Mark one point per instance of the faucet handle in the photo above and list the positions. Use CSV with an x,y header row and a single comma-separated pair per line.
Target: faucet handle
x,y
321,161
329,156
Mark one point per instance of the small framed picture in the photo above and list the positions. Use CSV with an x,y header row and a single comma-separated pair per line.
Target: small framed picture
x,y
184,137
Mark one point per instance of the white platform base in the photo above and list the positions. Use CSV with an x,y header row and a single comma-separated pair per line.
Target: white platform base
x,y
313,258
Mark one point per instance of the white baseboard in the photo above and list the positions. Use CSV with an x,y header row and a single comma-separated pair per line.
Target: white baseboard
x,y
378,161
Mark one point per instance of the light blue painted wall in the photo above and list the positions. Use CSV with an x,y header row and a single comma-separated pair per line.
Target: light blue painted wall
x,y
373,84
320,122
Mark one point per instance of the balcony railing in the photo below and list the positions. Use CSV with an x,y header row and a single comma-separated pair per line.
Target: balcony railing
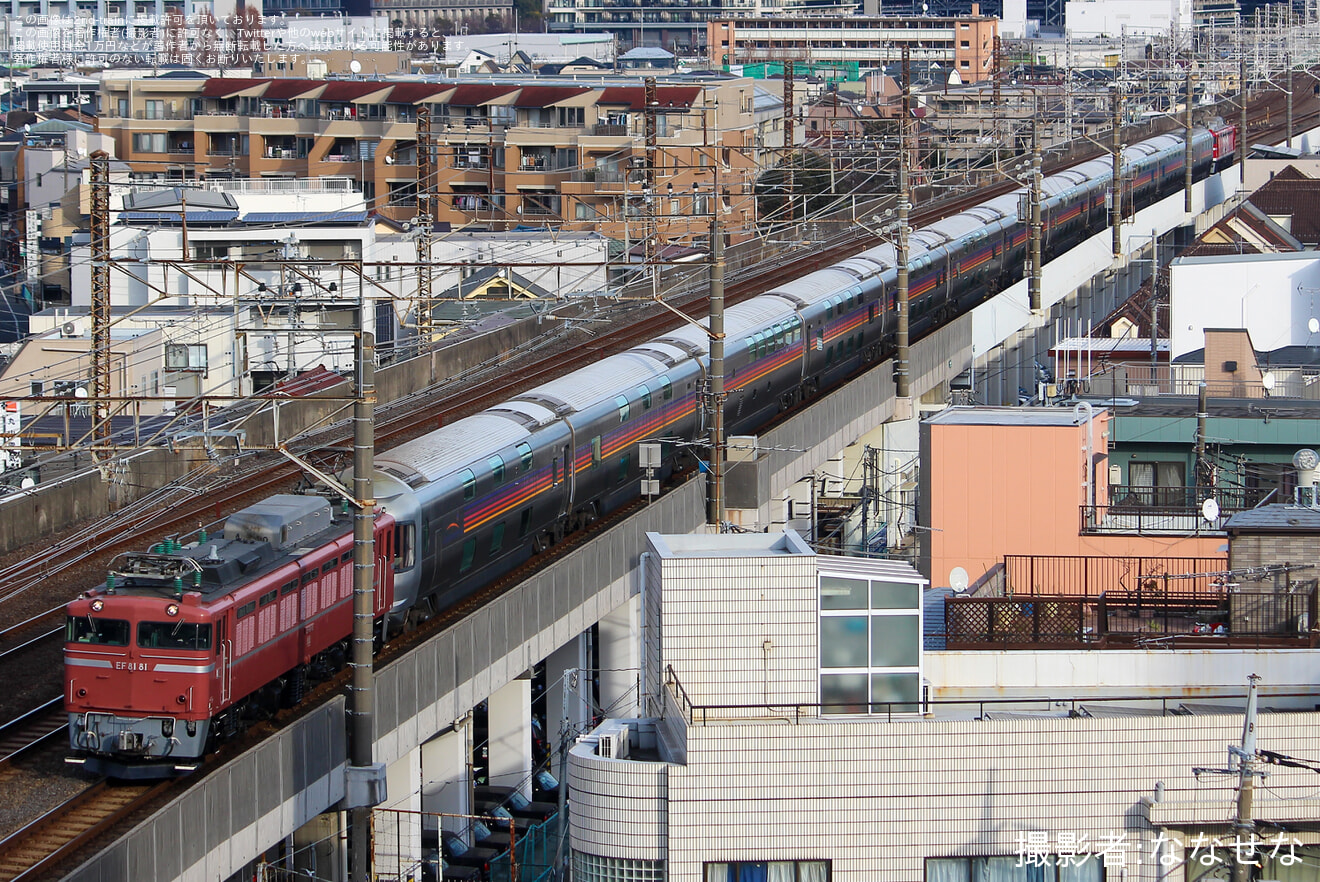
x,y
1080,575
163,115
1120,619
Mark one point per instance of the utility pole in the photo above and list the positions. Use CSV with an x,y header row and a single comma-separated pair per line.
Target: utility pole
x,y
1241,144
1203,415
362,771
1244,827
100,349
997,93
788,136
716,482
425,215
650,98
902,387
1035,231
1287,73
1187,141
1116,149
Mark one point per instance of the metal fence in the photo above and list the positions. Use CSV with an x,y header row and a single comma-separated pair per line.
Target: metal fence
x,y
1151,619
1076,575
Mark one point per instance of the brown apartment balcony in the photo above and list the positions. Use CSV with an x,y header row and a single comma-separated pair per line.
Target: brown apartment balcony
x,y
1226,618
1170,510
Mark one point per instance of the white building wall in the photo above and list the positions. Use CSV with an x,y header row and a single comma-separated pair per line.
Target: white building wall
x,y
718,615
1271,296
878,799
1141,17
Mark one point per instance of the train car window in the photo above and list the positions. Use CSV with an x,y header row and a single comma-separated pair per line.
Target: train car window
x,y
404,535
174,635
85,629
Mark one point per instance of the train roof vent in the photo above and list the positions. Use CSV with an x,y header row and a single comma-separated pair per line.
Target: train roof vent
x,y
284,520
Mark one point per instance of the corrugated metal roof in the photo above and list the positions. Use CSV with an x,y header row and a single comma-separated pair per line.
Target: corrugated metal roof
x,y
547,95
226,87
634,97
450,448
173,217
304,217
1039,416
415,93
353,90
1275,519
283,90
477,94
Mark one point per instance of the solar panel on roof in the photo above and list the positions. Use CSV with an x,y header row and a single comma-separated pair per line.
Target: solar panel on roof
x,y
304,217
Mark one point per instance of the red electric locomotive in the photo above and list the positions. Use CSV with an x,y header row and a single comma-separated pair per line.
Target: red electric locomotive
x,y
186,643
1225,143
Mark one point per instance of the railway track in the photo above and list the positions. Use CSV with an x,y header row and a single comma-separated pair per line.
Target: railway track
x,y
57,833
31,730
65,828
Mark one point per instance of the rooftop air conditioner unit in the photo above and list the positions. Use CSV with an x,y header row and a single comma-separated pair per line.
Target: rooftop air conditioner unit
x,y
614,745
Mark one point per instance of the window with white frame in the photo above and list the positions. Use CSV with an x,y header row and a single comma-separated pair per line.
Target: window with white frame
x,y
870,646
768,872
1080,868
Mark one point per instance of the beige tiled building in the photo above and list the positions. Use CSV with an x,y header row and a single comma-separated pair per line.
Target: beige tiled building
x,y
780,740
962,42
551,152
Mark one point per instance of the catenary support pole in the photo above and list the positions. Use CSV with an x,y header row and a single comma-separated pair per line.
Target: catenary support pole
x,y
361,697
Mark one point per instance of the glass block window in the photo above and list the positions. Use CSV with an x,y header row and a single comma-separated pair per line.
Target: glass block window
x,y
590,868
870,646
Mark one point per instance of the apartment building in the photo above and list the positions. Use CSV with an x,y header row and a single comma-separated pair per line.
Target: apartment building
x,y
962,42
548,152
799,724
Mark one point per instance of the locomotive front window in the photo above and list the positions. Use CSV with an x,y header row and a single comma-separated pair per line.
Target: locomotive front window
x,y
83,629
174,635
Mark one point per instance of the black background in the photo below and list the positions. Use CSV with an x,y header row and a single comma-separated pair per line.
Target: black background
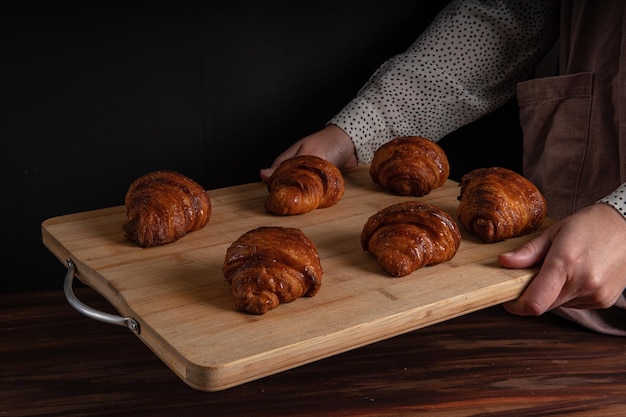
x,y
93,96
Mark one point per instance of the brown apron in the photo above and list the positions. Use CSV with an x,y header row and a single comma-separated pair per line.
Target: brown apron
x,y
574,125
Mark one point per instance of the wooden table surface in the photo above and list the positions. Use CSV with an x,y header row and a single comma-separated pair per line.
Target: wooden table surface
x,y
56,362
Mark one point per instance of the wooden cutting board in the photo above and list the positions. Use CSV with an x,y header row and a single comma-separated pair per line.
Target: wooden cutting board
x,y
184,306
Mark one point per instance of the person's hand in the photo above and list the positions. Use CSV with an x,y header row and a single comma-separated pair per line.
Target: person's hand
x,y
583,263
330,143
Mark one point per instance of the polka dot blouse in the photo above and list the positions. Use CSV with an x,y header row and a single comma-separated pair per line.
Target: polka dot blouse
x,y
465,65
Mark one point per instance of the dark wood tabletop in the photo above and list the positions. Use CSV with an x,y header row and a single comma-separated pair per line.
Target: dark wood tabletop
x,y
56,362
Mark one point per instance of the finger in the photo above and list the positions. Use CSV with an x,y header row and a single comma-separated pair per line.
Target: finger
x,y
529,254
544,292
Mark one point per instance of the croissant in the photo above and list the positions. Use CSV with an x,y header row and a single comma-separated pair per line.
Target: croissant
x,y
407,236
267,266
410,165
302,184
163,206
497,204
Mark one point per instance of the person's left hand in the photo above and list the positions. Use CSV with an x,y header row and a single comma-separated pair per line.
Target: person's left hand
x,y
583,263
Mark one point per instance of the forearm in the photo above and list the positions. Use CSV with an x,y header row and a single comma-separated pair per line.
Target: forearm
x,y
465,65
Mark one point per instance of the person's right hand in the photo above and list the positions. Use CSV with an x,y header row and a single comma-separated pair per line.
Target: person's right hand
x,y
330,143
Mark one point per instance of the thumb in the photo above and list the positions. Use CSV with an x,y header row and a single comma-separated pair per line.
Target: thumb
x,y
529,254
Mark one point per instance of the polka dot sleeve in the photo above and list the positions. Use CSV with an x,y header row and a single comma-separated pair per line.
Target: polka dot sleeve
x,y
464,65
617,199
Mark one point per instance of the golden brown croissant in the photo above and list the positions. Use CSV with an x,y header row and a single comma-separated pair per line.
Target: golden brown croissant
x,y
407,236
410,165
302,184
163,206
497,203
267,266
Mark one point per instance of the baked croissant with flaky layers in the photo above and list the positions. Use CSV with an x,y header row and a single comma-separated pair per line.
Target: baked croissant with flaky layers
x,y
267,266
163,206
497,203
302,184
410,165
407,236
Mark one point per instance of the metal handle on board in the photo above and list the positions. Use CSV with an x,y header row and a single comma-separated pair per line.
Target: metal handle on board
x,y
131,323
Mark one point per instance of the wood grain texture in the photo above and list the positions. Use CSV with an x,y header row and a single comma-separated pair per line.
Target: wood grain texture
x,y
187,315
56,362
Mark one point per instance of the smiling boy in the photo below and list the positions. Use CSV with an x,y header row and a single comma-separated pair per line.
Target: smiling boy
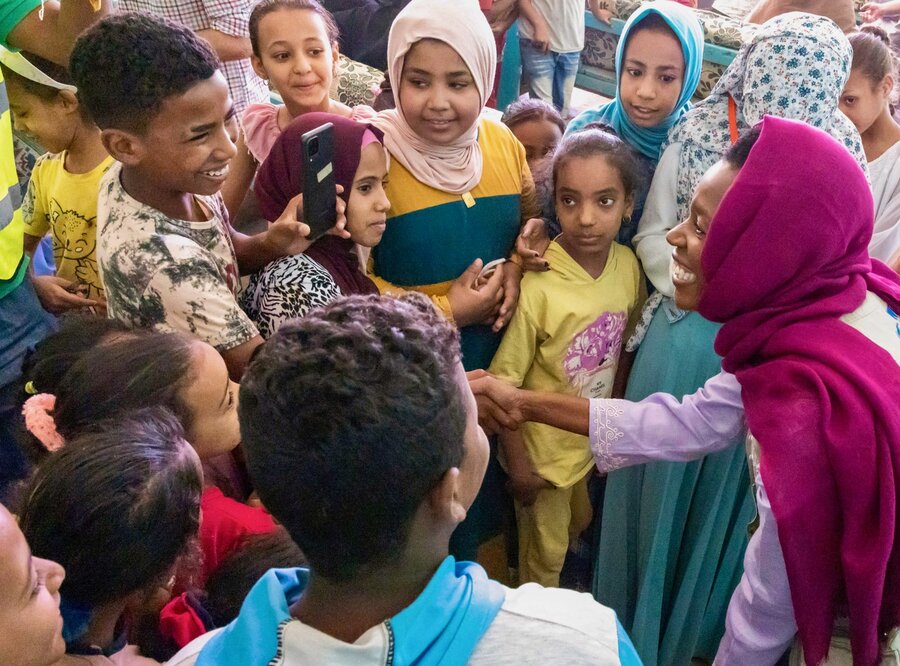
x,y
167,255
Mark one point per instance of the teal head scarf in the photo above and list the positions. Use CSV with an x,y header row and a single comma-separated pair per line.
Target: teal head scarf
x,y
647,140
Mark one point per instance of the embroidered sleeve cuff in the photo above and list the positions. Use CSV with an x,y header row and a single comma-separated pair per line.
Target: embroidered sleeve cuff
x,y
604,434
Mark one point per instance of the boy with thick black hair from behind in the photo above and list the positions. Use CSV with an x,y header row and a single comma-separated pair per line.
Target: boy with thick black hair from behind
x,y
362,439
167,254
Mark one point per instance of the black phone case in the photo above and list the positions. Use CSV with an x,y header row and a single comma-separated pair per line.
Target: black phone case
x,y
319,197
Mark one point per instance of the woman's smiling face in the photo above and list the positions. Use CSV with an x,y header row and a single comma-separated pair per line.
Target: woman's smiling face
x,y
689,237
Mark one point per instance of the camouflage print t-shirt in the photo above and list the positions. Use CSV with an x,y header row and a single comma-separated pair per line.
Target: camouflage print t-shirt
x,y
168,274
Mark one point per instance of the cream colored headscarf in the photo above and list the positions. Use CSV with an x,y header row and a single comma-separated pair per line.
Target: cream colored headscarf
x,y
460,24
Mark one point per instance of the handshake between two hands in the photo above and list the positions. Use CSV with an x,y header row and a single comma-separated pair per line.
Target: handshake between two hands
x,y
500,405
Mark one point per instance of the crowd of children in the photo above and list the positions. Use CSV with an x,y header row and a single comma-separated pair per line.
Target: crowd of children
x,y
231,448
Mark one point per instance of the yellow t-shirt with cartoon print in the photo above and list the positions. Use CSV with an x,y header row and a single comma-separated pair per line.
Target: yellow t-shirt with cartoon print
x,y
566,336
65,205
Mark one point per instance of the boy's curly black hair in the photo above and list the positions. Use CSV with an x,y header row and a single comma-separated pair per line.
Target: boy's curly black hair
x,y
126,65
349,417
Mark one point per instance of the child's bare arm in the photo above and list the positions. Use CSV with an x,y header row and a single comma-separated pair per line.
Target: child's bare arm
x,y
872,11
541,36
237,358
524,481
620,383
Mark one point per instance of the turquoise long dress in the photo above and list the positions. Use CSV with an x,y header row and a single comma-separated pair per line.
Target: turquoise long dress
x,y
673,535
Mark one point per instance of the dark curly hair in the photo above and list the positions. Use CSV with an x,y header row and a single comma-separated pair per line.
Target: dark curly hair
x,y
126,65
349,417
122,375
598,139
116,507
528,108
739,152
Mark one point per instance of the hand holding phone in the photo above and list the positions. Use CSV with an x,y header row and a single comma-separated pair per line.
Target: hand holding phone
x,y
319,198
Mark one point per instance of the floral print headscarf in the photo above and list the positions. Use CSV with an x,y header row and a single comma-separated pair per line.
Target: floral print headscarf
x,y
795,67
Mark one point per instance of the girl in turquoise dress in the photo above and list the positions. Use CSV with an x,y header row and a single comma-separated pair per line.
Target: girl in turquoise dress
x,y
673,534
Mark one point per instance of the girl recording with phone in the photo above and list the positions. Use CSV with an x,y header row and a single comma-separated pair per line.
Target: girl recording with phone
x,y
291,286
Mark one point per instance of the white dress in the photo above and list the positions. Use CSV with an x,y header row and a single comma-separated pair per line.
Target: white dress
x,y
885,174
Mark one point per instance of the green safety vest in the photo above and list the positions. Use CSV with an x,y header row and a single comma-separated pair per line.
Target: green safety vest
x,y
12,260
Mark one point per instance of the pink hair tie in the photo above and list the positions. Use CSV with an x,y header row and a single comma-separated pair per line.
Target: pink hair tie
x,y
39,422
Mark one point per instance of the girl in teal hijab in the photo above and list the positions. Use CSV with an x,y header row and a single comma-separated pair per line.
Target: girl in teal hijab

---*---

TO DO: From the line containing "Mark one point per instance of the girl in turquoise" through the closing line of the material above, return every line exactly and omit all others.

CORRECT OUTPUT:
Mark one point per instance of the girl in turquoise dress in the photo above and list the positions. Use CSV with an x,y header row and a single comma-separated pair per line.
Target: girl in turquoise dress
x,y
673,534
Mark one point per instance of the girl recording with phone in the photo above and list the positions. Use CSV with an x,y header row and a single comma-separated pair per line.
Target: girl recording with phone
x,y
291,286
Mark one point per instance of the white dress in the photo above and list the positions. Use CSV with an x,y header row and a single comma-separated pair per line.
Target: white dress
x,y
885,174
Mark one point per instance of the green safety vest in the photo above and list the positions. Use CSV with an x,y header row and a single comma-separated pair per line.
Target: green safety vest
x,y
12,260
Mark one point per instance of the pink hair tie in the photo above and list the positions. Use CSV with an x,y header row and a single comma-separated pair per line.
Target: pink hair tie
x,y
39,422
Mark one point per instance of the girl in teal hijab in the photo above and list the positions. Use CSV with an x,y header row and a single comma-separated pair per line.
Target: girl in teal hijab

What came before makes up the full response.